> _Reading text_
====
GDPR and the Travel industry

UNLESS you have been living under a rock, you have probably heard about GDPR – General Data Protection Regulation – the new EU data protection law that comes into effect in less than a month’s time, on 25th May.

It was over 20 years ago, in 1995, that the current law -Data Protection Directive (LOPD in Spain) – was established. Back then, internet giants such as Google, Facebook and YouTube didn’t yet exist, the Nokia 2110 was as smart as mobile phones got with its cutting-edge ability to send SMS, and Windows 95 came in a box with 13 floppy disks to be able to install it! Clearly times have moved on somewhat, and so the updated new law is more than overdue.

As we enter the peak tourism season on the Spanish Costas, we take a look at how GDPR is going to impact on the travel & tourism industry.

Three quarters of people don’t trust businesses – travel brands included – to do the right thing with their personal data such as email addresses, according to the ICO.

The travel industry will be particularly affected due to the large volume of personal and sensitive data it processes about individuals such as name, date of birth, credit card details and passport details, and this data is often shared with third parties for booking purposes.

In a nutshell, the new law focuses on two main areas that you need to know about, from a business and consumer point of view.
====
> _Material_
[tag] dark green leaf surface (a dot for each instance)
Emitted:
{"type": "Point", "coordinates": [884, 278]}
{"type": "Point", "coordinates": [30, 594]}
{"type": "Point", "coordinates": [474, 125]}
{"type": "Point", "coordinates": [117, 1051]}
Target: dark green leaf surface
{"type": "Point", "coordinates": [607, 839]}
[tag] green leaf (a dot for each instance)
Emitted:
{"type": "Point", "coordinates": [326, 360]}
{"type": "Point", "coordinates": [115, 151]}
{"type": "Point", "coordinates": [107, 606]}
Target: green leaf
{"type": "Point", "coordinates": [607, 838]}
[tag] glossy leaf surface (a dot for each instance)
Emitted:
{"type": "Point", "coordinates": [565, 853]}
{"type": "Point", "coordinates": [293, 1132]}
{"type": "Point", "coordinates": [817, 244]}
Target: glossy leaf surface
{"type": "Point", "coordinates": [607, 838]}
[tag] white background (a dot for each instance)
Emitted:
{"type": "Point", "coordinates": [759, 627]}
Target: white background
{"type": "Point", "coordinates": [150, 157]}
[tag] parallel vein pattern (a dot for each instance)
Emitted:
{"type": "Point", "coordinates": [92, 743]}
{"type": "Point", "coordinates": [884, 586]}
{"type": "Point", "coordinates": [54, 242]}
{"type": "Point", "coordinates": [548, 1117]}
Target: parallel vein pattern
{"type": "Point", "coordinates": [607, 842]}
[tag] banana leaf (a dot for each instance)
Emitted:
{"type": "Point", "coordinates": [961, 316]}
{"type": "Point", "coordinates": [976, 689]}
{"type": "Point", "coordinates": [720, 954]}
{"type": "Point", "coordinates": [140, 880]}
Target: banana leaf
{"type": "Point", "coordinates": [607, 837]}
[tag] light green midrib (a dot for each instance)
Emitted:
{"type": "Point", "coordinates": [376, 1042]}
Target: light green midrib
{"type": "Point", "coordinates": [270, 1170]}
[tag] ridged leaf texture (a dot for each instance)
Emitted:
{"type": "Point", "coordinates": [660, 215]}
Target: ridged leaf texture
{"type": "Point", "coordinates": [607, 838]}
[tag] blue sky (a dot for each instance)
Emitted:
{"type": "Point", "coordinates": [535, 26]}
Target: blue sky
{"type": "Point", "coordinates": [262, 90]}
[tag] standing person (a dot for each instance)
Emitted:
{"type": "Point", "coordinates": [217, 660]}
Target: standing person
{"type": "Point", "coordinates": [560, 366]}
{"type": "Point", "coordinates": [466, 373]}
====
> _Written problem 1_
Give back, word for word, the passage of the GDPR article that begins at the words "Three quarters of" and stops after "point of view.".
> _Written problem 2_
Pick up the article on GDPR and the travel industry after its final sentence and keep writing it.

> _Task answer 1_
Three quarters of people don’t trust businesses – travel brands included – to do the right thing with their personal data such as email addresses, according to the ICO.

The travel industry will be particularly affected due to the large volume of personal and sensitive data it processes about individuals such as name, date of birth, credit card details and passport details, and this data is often shared with third parties for booking purposes.

In a nutshell, the new law focuses on two main areas that you need to know about, from a business and consumer point of view.

> _Task answer 2_
1. Consent

The biggest change in the law concerns consent. Customers must give their express consent for their data to be used, and exactly what it can be used for. Could this be the end of email inboxes cluttered with unsolicited spammy emails? We can only hope! Many businesses that have built a large mailing database by any and every means necessary might be rightly worried by this but at the end of the day, isn’t it better to target people that have actually expressed an interest in a company’s products or services as opposed to a scattergun approach?

2. Security

The volume of sensitive personal data and credit card information collected and processed makes the travel industry one of the most vulnerable to data security threats.

According to a report by telecommunications giant Verizon in 2016, the travel & tourism industry suffers to most number of cyber-attacks of any industry

The new GDPR regulations enforces businesses, small and large, to be more accountable for the security of the data that they hold. Obviously, the bigger the company the bigger the target for cyber attacks and logically the more resources they have to secure against data breaches. But even small and medium businesses can ramp up their security with simple and effective measures such as good passport protection, using encryption for data storage either on cloud storage services or on your computer.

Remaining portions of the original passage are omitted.